(Passage Opens)
The alternative solution I tried next was to turn off NAT reflection altogether and use split DNS instead. While this works in the sense that it maintains a stable connection on the internal network without handshaking issues, it leads to a new problem because once the WG connection has been established it expects the host IP address to remain the same. Therefore, the connection is lost when moving between internal/external networks because the split DNS will change the IP address.
My solution to this issue was to switch from the official WG Android Client to VPN Client Pro. This VPN client has two options to force a WG reconnection and re-resolution of the host DNS when switching networks and before re-establishing handshakes. This, in combination with the split DNS solution has finally resulted in stable WG connections on internal and external networks. VPN Client Pro also has extensive options to conditionally activate the WG tunnel when connected/disconnected to certain networks, though this again requires location access and location to be always on. One downside to the VPN Client Pro is that it requires a subscription, but in my view it's a small cost compared to the benefits it brings.
(Passage Closes)
→ **Instructions to follow**
Repeat the passage on split DNS word for word, from "My solution to" up to and including "benefits it brings.".
(Extracted data Opens)
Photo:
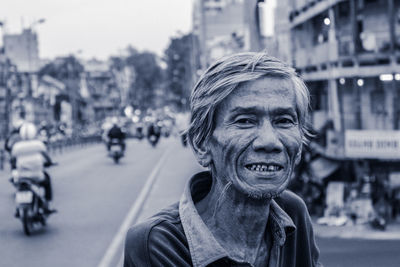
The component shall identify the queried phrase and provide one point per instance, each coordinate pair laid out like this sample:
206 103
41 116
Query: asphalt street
(Extracted data Closes)
→ **Written solution**
My solution to this issue was to switch from the official WG Android Client to VPN Client Pro. This VPN client has two options to force a WG reconnection and re-resolution of the host DNS when switching networks and before re-establishing handshakes. This, in combination with the split DNS solution has finally resulted in stable WG connections on internal and external networks. VPN Client Pro also has extensive options to conditionally activate the WG tunnel when connected/disconnected to certain networks, though this again requires location access and location to be always on. One downside to the VPN Client Pro is that it requires a subscription, but in my view it's a small cost compared to the benefits it brings.